#### PROBLEMS TO WORK ON
(1) Answer these questions from the Blackmer genealogy text:
(a) When was William Blackmer, son of John, born?
(b) Whom did John Blackmer, born 22 April 1710, marry, and on what date?
(c) Who was the first wife of John Blackmer Jr., the son of Peter born in 1690?
(2) Carry on the Blackmer genealogy text from its last sentence.

#### QUOTED TEXT
-----

William’s son, John, provides two more possibilities – William and John.

At face value, none of these grandsons stands out as a more likely candidate than the other since their birth years (1690-1710) make them all reasonable prospects for having a child born in the early-to-mid-1730s. Therefore, I need to pick them apart the slow way, person by person.

Let’s look at the children of John Blackmer first, since there are only two possibilities here.

First, William Blackmer was born 20 December 1708. He married Sarah Norcott of Marshfield, Plymouth, Massachusetts after intentions were filed on 23 July 1738. Some have confused him with Peter’s son, born in 1699 because their adult lives overlapped and both had wives named Sarah.

Rochester, Massachusetts Vital Records
Source: American Ancestors

Children, born in Wareham:

  1. Mary, born 4 October 1739
  2. Lydia, born 26 April 1741
  3. Sarah, born 12 February 1743; died 26 February 1743
  4. William, born 31 March 1744; died 30 April 1744
  5. Sarah, born 16 September 1745
  6. Ralph, born 30 July 1747; died 16 August 1747
  7. Experience, born 27 July 1748; died 11 September 1748
  8. John, born 17 March 1752; died 1 April 1752

Because William was almost 30 years old when he married Sarah Norcott, there is a possibility that he had an earlier marriage to a wife who died young, so I can’t rule him out entirely. If William married first about age 25, and a first wife died giving birth to a child, that child could have been born c1733-1737, which matches Rebecca’s estimated birth year range. This William will stay on the potential list for now.

John Blackmer’s other son, John, born 22 April 1710, married Sarah Holmes, 15 March 1731/32 in Plymouth, Plymouth, Massachusetts. This is a well documented line, as it ties into a Mayflower ancestor through one of their children. John died on 28 September 1794.

Rochester, Massachusetts Vital Records
Source: American Ancestors


  1. Branch, born 27 January 1732/33
  2. John, born 17 September 1734; died 13 December 1734
  3. Sarah, born 20 January 1735/36
  4. John, born 1 March 1737/38
  5. Susannah, born 13 March 1739/40
  6. Mercy, born 24 October 1742
  7. Jerusha, born 20 January 1744/45
  8. Betty, born 4 November 1746
  9. Experience, born 18 May 1750

As you can see, there is no room for Rebecca to fit in this family, so John and Sarah (Holmes) Blackmer definitely are NOT her parents.

Of John’s two sons, then, only William born c1708 remains a candidate.

Now for Peter’s six sons. Here things get a bit messier as families began to move around.

What is known about Peter’s six sons is this:

First – John, born 1690 – He apparently married twice. John Blackmer Jr. married (1) Mary Brickett, 5 March 1711/12 and (2) Sarah Norcott of Marshfield, after intentions were filed on 10 March 1725.

-----

Dataset records about object locations:
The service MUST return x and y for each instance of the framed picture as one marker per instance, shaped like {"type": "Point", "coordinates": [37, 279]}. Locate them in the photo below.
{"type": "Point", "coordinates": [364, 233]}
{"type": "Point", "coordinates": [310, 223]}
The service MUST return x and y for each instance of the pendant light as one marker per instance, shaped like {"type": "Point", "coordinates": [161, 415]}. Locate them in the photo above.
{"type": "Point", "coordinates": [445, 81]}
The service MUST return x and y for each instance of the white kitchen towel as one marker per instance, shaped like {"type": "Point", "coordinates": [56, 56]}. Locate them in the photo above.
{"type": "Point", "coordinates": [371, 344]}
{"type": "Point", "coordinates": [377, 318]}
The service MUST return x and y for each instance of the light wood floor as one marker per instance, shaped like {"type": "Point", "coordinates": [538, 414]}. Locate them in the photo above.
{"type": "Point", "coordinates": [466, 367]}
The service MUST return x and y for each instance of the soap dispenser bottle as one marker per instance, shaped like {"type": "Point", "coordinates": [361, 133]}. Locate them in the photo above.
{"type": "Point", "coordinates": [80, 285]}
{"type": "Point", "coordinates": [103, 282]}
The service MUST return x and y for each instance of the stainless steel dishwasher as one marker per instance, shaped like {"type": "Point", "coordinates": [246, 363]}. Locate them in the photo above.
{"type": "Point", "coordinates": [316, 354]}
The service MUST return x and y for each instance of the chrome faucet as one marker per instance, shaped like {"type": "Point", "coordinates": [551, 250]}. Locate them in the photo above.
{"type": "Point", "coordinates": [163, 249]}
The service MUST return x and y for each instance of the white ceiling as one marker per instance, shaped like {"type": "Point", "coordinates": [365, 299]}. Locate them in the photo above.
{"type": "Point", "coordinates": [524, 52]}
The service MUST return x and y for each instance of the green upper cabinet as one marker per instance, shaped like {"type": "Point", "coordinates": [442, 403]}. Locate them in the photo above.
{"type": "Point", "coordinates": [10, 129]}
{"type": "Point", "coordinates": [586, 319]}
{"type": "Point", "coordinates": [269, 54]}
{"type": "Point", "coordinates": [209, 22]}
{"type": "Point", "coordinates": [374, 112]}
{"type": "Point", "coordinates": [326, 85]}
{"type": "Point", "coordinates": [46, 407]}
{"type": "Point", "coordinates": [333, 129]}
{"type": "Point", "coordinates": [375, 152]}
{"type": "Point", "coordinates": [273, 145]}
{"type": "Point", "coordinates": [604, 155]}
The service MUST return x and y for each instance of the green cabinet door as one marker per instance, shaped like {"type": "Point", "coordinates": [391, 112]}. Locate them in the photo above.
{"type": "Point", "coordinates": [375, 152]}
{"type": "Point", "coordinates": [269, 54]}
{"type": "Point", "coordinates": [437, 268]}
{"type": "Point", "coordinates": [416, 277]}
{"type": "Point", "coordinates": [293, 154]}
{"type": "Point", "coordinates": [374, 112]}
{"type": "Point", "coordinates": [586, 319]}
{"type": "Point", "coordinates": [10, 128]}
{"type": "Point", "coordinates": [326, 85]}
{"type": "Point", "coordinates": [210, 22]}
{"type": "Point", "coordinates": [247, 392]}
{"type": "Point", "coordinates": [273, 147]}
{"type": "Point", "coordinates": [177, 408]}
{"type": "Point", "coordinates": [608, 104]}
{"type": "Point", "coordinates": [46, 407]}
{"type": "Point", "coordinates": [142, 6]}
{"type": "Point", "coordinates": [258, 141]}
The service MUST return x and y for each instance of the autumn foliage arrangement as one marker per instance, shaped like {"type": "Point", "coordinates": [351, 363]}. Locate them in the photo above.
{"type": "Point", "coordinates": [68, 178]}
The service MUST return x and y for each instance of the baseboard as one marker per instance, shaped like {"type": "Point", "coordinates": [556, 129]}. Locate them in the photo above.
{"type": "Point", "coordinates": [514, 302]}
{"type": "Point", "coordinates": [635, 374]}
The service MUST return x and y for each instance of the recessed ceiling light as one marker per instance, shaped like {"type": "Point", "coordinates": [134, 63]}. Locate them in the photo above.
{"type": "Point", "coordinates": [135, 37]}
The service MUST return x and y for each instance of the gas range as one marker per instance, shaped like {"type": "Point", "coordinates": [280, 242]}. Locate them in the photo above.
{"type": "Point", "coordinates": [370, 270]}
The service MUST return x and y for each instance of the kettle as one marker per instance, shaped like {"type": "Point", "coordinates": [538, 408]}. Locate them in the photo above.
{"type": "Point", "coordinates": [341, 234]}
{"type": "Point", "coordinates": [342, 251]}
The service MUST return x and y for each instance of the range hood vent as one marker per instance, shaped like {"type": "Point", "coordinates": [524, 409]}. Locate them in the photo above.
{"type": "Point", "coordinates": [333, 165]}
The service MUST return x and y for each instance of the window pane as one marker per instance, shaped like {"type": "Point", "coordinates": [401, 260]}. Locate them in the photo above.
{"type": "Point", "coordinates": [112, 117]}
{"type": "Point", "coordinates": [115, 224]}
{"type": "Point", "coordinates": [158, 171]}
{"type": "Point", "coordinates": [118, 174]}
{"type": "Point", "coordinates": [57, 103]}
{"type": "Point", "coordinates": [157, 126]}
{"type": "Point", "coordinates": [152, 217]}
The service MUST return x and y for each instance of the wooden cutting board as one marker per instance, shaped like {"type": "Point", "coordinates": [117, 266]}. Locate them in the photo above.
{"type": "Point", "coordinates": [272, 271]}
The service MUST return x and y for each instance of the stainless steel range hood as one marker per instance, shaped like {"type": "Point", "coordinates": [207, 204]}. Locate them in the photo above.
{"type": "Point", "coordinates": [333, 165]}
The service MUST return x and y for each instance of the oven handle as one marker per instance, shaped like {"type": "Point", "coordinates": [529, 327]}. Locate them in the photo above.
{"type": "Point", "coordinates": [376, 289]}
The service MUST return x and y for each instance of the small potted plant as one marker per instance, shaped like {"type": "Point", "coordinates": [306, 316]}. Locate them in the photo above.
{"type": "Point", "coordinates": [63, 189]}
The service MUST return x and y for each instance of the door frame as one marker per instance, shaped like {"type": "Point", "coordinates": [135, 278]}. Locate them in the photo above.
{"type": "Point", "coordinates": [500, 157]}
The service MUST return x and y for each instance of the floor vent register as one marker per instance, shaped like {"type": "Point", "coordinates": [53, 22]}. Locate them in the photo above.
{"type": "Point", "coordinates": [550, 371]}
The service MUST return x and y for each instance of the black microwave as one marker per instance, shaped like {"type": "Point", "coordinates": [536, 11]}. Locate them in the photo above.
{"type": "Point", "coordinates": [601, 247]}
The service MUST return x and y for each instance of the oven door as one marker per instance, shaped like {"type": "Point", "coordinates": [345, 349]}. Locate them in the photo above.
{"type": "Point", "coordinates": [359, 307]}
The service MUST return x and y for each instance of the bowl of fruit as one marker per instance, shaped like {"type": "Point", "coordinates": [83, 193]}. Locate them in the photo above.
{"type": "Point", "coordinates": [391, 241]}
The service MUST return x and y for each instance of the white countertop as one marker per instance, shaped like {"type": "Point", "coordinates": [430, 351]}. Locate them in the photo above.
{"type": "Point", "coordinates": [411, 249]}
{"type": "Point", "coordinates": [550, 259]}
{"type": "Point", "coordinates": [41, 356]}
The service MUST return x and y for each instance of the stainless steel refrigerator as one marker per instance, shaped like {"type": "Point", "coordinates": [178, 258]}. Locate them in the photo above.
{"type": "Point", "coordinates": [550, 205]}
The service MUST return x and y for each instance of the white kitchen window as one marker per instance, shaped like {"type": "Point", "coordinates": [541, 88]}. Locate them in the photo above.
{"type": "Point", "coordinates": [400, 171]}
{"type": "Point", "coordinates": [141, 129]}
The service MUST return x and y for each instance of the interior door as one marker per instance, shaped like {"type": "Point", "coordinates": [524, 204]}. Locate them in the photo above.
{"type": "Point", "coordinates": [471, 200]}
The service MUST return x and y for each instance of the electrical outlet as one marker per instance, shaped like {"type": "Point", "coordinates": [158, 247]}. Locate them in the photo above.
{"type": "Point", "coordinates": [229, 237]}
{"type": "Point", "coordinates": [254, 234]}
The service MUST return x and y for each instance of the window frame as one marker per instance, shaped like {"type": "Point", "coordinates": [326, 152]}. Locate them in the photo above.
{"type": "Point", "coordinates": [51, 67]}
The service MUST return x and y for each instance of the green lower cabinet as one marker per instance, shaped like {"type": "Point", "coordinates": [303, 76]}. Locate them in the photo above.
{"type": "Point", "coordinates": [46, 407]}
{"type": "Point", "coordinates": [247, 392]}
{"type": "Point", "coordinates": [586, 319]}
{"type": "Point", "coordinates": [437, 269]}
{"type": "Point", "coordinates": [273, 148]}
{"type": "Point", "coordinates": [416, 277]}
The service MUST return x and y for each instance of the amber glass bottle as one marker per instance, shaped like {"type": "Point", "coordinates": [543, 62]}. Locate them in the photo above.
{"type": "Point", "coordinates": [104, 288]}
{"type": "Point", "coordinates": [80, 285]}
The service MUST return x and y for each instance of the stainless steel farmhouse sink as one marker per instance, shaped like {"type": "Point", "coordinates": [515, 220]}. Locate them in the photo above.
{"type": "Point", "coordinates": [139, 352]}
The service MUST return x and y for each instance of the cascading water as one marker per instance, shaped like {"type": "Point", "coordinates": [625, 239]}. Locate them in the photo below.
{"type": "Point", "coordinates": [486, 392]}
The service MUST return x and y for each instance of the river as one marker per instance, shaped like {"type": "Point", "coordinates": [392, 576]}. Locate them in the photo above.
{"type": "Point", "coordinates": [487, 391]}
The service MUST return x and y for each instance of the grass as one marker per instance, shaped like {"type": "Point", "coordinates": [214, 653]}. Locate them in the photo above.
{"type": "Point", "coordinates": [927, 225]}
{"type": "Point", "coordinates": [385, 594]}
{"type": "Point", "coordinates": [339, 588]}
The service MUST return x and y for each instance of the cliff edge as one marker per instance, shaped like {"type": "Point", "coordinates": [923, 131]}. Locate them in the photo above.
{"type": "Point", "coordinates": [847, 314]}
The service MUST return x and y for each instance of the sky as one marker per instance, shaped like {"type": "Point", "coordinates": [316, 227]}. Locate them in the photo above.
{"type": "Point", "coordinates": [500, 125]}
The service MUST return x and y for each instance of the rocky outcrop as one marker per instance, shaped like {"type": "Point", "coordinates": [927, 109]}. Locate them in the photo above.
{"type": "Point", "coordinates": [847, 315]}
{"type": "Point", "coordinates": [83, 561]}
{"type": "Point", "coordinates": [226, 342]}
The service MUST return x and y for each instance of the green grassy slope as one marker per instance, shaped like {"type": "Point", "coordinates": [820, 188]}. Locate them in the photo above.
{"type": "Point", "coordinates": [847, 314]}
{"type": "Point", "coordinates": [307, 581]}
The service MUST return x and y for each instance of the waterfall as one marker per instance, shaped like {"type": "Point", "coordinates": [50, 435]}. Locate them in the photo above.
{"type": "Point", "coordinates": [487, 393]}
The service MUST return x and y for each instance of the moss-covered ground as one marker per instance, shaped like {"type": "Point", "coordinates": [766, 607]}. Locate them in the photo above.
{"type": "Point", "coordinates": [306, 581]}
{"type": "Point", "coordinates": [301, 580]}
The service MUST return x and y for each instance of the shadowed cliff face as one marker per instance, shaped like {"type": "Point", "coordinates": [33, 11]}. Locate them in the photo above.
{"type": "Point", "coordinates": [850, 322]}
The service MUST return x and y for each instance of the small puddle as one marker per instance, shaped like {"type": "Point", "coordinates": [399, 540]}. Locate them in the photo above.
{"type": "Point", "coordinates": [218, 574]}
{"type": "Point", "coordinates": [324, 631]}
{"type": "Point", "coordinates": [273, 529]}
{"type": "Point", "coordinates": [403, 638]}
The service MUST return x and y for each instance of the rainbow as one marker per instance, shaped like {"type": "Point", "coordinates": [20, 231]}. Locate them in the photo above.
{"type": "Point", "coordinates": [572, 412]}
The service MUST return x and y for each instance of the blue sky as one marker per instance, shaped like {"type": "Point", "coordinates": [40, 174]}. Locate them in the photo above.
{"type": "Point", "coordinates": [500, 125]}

-----

#### ANSWER LIST
(1)
(a) 20 December 1708
(b) Sarah Holmes, on 15 March 1731/32
(c) Mary Brickett

(2)
Rochester, Massachusetts Vital Records
Source: American Ancestors

Children of John and Mary, born in Rochester:

  1. Nathaniel, born 3 July 1712; married Rebekah Sampson, 22 May 1740, Duxbury, Plymouth, Massachusetts
  2. Elizabeth, born 12 March 1713/14
  3. Susannah, born 8 July 1716
  4. John, born 21 March 1718 – no further record found.
  5. Mary, born 8 March 1719

I found no children born to Sarah (Norcott) Blackmer, so John is not likely to be the father of Rebecca.

Second – Joseph, born 1687, married Marcy Sears of Yarmouth, 7 January 1724/25.

Rochester, Massachusetts Vital Records
Source: American Ancestors


  1. Willard, born 6 January 1725/26
  2. Betty, born 29 September 1732
  3. Peter, born 7 August 1735
  4. Hannah, born 7 August 1737

Although tight, Rebecca could fit as a child in this family. Joseph and Marcy are possible parents of Rebecca. It will take more searching to learn more about Joseph and Marcy Blackmer’s family.

Third – William, born 1699, married Sarah Holland, 14 March 1722/23 in Dorchester, Suffolk, Massachusetts.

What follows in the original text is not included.